*** RECORDS ***

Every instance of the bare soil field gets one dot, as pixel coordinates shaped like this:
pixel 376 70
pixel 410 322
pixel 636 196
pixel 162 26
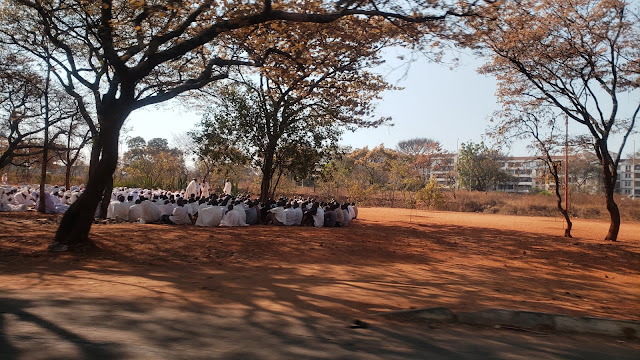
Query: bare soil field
pixel 387 259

*** End of RECORDS ***

PROMPT: Retype the data above in full, exactly as it stands, and skip any image.

RESPONSE BOX:
Every instance of the bare soil field gets one dot, as pixel coordinates shaped like this:
pixel 376 70
pixel 410 322
pixel 636 196
pixel 162 26
Query: bare soil field
pixel 387 259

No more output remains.